Reproduce the lines from the one containing "Q: Identify a point on each instance of the wide" through the one containing "[(216, 120)]", requests included, adding 57 to every coordinate in the answers. Leave out the pictures.

*** Provided material

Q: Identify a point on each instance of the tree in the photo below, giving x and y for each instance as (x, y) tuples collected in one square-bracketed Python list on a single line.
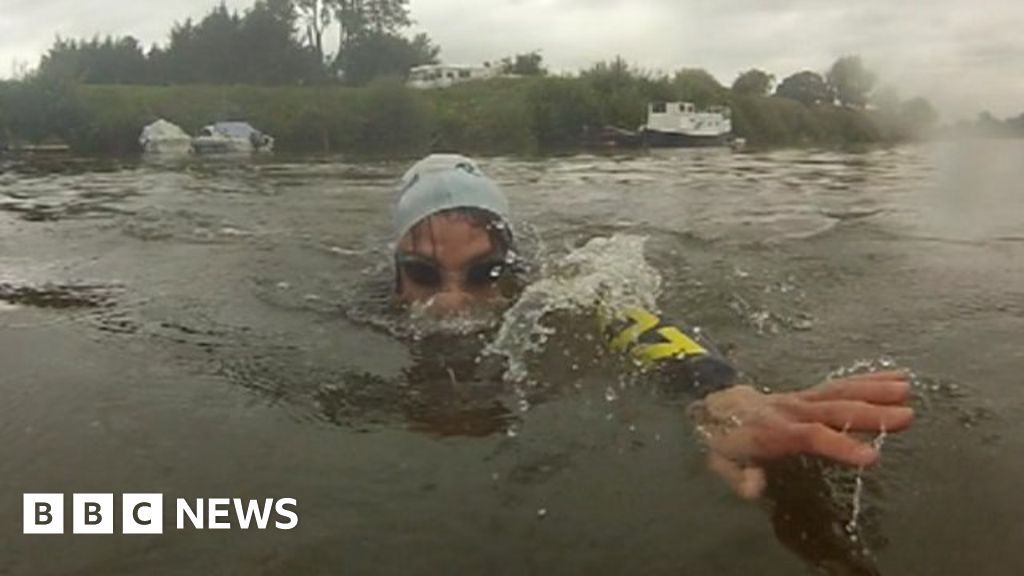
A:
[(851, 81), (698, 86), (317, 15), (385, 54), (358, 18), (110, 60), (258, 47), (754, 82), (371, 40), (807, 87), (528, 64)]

******
*** Provided material

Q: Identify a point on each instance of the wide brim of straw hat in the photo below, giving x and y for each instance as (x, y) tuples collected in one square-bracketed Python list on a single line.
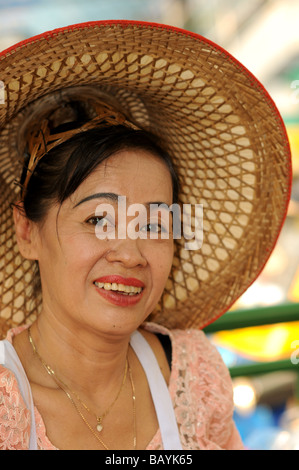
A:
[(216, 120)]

******

Exercise answer »
Q: Identify a point on each instance of the wide brim of straw hat in the photo below, giving x and y for each instance as (x, y) tuples collected in one square-bracketed Python list on a single line.
A:
[(273, 177)]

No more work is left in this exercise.